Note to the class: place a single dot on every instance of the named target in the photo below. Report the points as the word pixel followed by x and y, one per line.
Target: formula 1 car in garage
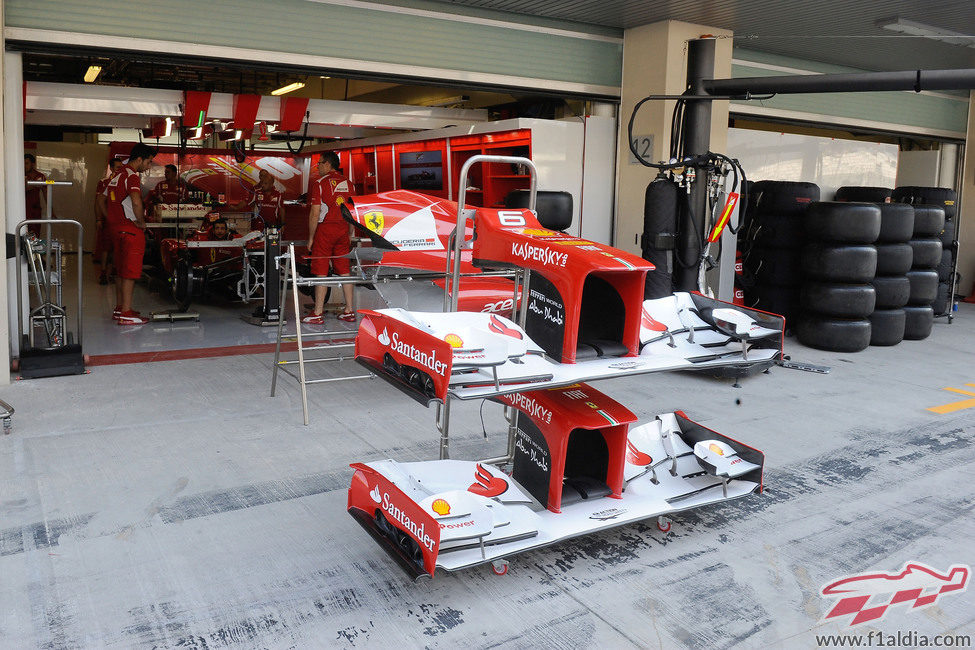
pixel 576 465
pixel 579 467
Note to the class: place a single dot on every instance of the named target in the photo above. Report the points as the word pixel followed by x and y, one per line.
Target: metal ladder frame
pixel 290 276
pixel 457 244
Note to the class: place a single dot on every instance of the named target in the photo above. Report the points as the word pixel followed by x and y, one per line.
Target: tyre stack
pixel 947 199
pixel 773 244
pixel 863 194
pixel 891 284
pixel 839 262
pixel 929 221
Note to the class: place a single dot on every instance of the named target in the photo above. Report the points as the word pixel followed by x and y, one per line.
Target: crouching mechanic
pixel 329 235
pixel 125 218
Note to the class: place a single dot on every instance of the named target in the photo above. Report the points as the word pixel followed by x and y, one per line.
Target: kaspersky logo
pixel 869 596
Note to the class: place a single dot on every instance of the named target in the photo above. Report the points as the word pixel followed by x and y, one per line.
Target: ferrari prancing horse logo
pixel 375 221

+ + + +

### 任务说明
能否把上面的全部记录逐字照抄一遍，图片不要放进答案里？

### 参考答案
Note to the class: place a single dot on every instance of the named target in the photo below. Report the points as the word pixel followed by x and y, one per line.
Target: formula 1 car in garage
pixel 576 465
pixel 579 467
Note to the class: place a single dot on every instance of the named target in the photo above. Report the points as the word pixel followed by x and y, one per line.
Target: metal ladder frame
pixel 290 276
pixel 457 244
Note to the class: place a single dot on every instance of the named target in the photo above. Report the points as the word pixel followed by x and y, one per line.
Target: tyre stack
pixel 947 199
pixel 773 244
pixel 863 194
pixel 891 284
pixel 839 262
pixel 929 221
Note to the class: place a single dot on every instance of the named target in the photo above. Report the points as the word pixel followed by x and y, one per line.
Target: crouching mechanic
pixel 329 235
pixel 125 218
Note to the class: place a single dot on every instance of the named target in the photo above. Report the points as the word pixel followed by x and y, one per line.
Target: kaspersky logo
pixel 869 596
Note to the class: place a single dot on every instance of the named target in the photo above. Report the points as the word pixel followed by x and y, one per line.
Target: ferrari prancing horse logo
pixel 375 221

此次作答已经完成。